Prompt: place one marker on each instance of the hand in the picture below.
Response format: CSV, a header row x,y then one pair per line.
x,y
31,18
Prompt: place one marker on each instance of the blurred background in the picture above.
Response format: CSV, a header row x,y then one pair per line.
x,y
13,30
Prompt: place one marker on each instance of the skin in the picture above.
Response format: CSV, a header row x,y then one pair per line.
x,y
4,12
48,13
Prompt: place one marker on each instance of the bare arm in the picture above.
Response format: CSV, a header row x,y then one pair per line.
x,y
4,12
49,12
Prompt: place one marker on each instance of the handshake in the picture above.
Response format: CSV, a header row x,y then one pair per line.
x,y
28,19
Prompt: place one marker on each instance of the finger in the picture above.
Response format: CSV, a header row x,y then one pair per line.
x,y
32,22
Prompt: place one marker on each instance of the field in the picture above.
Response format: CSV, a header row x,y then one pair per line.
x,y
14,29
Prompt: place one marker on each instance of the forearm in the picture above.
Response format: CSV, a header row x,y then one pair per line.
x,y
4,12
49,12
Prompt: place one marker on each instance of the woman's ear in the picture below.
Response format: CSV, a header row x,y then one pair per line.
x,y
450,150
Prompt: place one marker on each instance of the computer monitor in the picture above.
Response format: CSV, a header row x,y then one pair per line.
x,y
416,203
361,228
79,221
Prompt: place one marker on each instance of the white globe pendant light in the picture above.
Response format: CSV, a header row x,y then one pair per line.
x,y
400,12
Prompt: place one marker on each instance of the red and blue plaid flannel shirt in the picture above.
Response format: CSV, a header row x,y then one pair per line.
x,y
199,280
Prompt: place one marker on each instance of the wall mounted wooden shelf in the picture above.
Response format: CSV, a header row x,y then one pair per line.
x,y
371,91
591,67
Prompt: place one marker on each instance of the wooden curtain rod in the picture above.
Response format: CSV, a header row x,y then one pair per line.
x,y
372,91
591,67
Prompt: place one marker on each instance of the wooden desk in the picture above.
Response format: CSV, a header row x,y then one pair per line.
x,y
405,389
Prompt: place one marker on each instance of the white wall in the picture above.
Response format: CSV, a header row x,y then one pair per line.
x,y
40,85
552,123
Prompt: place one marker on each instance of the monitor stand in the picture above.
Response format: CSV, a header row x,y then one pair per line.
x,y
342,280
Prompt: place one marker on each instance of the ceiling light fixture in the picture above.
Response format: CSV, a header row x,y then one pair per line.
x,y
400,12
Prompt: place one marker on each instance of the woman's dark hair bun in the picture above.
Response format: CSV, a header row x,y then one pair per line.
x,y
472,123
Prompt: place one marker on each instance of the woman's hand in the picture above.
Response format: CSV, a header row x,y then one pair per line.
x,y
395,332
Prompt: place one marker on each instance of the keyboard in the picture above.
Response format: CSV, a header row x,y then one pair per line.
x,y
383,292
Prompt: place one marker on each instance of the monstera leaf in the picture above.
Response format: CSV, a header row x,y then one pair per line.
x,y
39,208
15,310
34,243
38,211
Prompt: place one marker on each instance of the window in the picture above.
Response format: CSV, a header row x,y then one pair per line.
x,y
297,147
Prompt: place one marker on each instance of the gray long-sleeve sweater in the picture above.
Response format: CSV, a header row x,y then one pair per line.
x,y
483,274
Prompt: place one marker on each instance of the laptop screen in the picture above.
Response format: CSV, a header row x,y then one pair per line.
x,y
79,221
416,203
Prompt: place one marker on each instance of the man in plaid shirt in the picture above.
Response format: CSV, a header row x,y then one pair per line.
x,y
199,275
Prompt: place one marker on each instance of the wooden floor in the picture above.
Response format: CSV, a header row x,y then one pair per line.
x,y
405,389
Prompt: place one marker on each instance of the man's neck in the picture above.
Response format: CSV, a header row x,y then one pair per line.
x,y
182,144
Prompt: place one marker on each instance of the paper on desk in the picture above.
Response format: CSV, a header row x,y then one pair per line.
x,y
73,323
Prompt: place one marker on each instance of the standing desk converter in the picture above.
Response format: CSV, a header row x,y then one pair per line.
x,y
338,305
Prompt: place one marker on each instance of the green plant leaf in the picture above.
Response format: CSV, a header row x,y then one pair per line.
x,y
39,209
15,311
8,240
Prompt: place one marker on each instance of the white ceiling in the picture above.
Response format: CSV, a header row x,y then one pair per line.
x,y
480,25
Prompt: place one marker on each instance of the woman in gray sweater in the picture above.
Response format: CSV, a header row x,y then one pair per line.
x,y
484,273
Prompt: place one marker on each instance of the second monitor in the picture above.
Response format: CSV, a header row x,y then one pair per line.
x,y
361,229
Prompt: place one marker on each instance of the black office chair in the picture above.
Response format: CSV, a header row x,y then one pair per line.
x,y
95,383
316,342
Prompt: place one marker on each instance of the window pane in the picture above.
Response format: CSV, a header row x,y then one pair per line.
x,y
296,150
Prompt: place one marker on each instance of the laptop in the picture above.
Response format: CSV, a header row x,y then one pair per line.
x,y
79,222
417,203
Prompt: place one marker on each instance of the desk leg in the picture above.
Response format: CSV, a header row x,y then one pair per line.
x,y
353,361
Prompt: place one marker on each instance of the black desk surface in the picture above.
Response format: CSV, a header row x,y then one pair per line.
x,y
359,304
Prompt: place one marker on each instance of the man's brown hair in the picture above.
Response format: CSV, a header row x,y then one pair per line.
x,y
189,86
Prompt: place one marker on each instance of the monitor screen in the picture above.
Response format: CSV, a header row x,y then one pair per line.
★ ★ ★ ★ ★ ★ ★
과제 목표:
위 데이터 전체를 다시 적되 "header row"라는 표현만 "first row"라는 표현으로 맞바꾸고 나머지는 손대지 마세요.

결과:
Prompt: place one marker on each instance of the hand in the picture below.
Response format: CSV, a first row x,y then one pair per line.
x,y
31,18
Prompt: place one marker on each instance of the blurred background in the picture above.
Response format: CSV, a first row x,y then one pair per line.
x,y
13,30
Prompt: place one marker on each instance of the skin in the picture above.
Response format: CSV, a first row x,y then one pair per line.
x,y
4,12
48,13
Prompt: place one marker on each instance of the bare arm in the picture above.
Response format: CSV, a first row x,y then one pair per line.
x,y
4,12
49,12
Prompt: place one marker on each instance of the handshake in the picture above.
Response format: CSV, a first row x,y then one pair per line.
x,y
28,19
Prompt: place one marker on each instance of the finger in the picture above.
Response format: CSV, a first row x,y then one pair per line.
x,y
32,22
Prompt: place one marker on each instance of the field in the picture above.
Response format: CSV, a first row x,y then one pair per line.
x,y
14,29
Prompt: place one marker on each instance of the forearm in the picture above.
Response format: CSV, a first row x,y then one pair per line.
x,y
4,12
49,12
Prompt: place one marker on each instance of the woman's ear in the picture below.
Response format: CSV, a first row x,y then one pair per line.
x,y
450,150
Prompt: place one marker on each instance of the computer monitor in the picture above.
Response format: CSV, a first row x,y then one pair per line.
x,y
416,203
361,228
79,221
Prompt: place one marker on each instance of the white globe pendant light in the picture above.
Response format: CSV, a first row x,y then one pair per line.
x,y
400,12
Prompt: place one marker on each instance of the red and blue plaid flannel shirt in the picture above.
Response format: CSV, a first row x,y then one pair per line.
x,y
199,280
Prompt: place one marker on each instance of the wall mounted wooden shelf in the picture above.
Response format: CSV, a first row x,y then one pair per line.
x,y
371,91
591,67
Prompt: place one marker on each instance of the wooden curtain rod in the picture above.
Response format: CSV, a first row x,y then one pair per line.
x,y
372,91
591,67
Prompt: place one marker on each instance of the wooden desk in the picture above.
Response format: CSV, a first row x,y then one pair per line.
x,y
405,389
Prompt: place one marker on each instance of the white wall in the picture above.
Response format: CSV, a first row x,y then one pair per line.
x,y
40,85
552,123
Prompt: place one marker on each instance of the monitor stand in the picture above.
Response format: CSV, a first row x,y then one pair per line.
x,y
342,280
Prompt: place one marker on each instance of the ceiling light fixture in the picture above.
Response format: CSV, a first row x,y then one pair per line.
x,y
400,12
Prompt: place one marker on each instance of the woman's dark hair bun in the picture above.
Response format: CSV, a first row x,y then one pair per line.
x,y
472,123
Prompt: place one marker on each instance of the woman's hand in the picture above.
Response format: CSV, a first row x,y then one pair per line.
x,y
395,332
Prompt: place one marker on each instance of the keyboard in the picture above.
Response format: CSV, a first row x,y then one pair per line.
x,y
383,292
Prompt: place one marker on each instance of the monstera leaf in the picture above.
Response format: CSV, a first row x,y then one pair per line.
x,y
39,208
15,310
34,243
38,211
Prompt: place one marker on each instance of the window in the picture above.
Response format: CSV, a first row x,y then one pair per line.
x,y
297,147
Prompt: place one marker on each instance of the gray long-sleeve sweater in the picture above.
Response format: CSV, a first row x,y then one pair per line.
x,y
483,274
Prompt: place one marker on each instance of the laptop screen in the picture above.
Response format: CSV, a first row x,y then one pair per line.
x,y
79,221
416,203
Prompt: place one marker on each instance of the man in plaid shirt in the picture above.
Response format: CSV, a first row x,y then one pair per line.
x,y
199,275
Prompt: place one marker on each instance of the wooden floor in the picture above.
Response format: CSV, a first row x,y then one pair per line.
x,y
405,389
Prompt: place one marker on each instance of the man's neck in the picture above.
Response format: CSV, a first row x,y then one pair per line.
x,y
182,144
Prompt: place one marker on each instance of the paper on desk in the picture above.
Response format: CSV, a first row x,y then one pair per line.
x,y
73,323
Prompt: place one marker on each instance of the standing desk converter in the picture above.
Response format: CSV, a first row x,y then one pair per line.
x,y
338,305
Prompt: place one marker on each instance of the green plant leaf in the picture above.
Response format: CSV, a first row x,y then one pair per line.
x,y
39,209
15,311
8,240
Prompt: place one marker on each instance of the white ceiling in the picture above.
Response format: CSV, a first row x,y then one pair per line.
x,y
480,25
Prompt: place one marker on each instance of the woman in gray sweater in the picture above.
Response format: CSV, a first row x,y then one pair per line.
x,y
484,273
Prompt: place one marker on each instance of the second monitor in the picture above.
Response format: CSV, a first row x,y then one pair per line.
x,y
361,229
Prompt: place one marker on each instance of the black office chair in the picture above.
Response format: CSV, a first row x,y then one pair per line.
x,y
95,383
316,342
Prompt: place one marker on each instance of the window pane in the picture above.
Response format: CSV, a first row x,y then one pair per line.
x,y
296,150
Prompt: place one marker on each instance of the laptop in the picture above.
Response format: CSV, a first row x,y then one pair per line.
x,y
79,222
417,203
Prompt: place one marker on each instance of the desk leg in the picture above.
Response format: CSV, a first row x,y then one pair per line.
x,y
353,361
Prompt: place one marker on each instance of the black desk surface in the picture above.
Response format: CSV, a first row x,y then one pair per line.
x,y
359,304
Prompt: place one marker on each instance of the man's brown hair in the picture above.
Response format: CSV, a first row x,y then one pair per line.
x,y
189,86
Prompt: place one marker on each instance of the monitor screen in the picture above.
Response format: CSV, a first row x,y then one pair per line.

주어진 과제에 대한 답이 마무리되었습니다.